## WHAT IS NEEDED
Rewrite everything from the line containing "Please spot the eyeglasses" down to the end of the data below, keeping every line and shifting each coordinate in the answers up by 33. Give only those lines.

-- Begin DATASET ROWS --

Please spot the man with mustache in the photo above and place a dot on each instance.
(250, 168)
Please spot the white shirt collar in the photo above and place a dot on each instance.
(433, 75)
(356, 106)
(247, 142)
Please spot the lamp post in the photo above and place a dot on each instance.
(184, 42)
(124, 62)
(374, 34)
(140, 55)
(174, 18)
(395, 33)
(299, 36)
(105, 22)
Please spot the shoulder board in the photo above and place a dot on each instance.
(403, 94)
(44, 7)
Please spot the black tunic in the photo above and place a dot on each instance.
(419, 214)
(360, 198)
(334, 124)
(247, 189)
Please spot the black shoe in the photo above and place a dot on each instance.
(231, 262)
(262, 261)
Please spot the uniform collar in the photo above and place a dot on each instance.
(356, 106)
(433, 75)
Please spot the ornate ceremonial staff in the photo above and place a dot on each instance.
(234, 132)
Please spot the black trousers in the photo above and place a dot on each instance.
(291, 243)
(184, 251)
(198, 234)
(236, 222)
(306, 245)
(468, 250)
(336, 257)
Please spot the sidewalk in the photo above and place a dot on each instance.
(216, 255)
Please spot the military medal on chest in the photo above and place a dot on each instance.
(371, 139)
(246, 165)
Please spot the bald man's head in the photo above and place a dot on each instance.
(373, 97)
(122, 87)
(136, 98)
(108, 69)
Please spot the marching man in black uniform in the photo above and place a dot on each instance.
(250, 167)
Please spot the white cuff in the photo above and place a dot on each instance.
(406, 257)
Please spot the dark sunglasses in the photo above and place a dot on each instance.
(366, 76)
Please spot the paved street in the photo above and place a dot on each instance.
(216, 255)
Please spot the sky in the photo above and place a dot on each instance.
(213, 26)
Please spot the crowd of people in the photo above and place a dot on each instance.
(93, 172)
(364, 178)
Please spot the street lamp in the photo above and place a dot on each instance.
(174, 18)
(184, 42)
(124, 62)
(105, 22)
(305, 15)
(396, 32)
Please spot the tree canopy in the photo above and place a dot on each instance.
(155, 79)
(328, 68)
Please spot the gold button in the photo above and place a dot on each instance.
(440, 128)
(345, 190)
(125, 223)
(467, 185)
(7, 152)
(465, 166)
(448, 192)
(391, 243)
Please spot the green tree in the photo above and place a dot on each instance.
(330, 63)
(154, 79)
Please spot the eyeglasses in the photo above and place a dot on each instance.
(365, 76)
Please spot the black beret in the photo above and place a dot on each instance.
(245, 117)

-- End DATASET ROWS --

## RESULT OF THE EXERCISE
Please spot the eyeglasses in the photo above and place a dot on each instance.
(398, 109)
Please spot the black beret in the photo above and place a dot on each instance.
(278, 150)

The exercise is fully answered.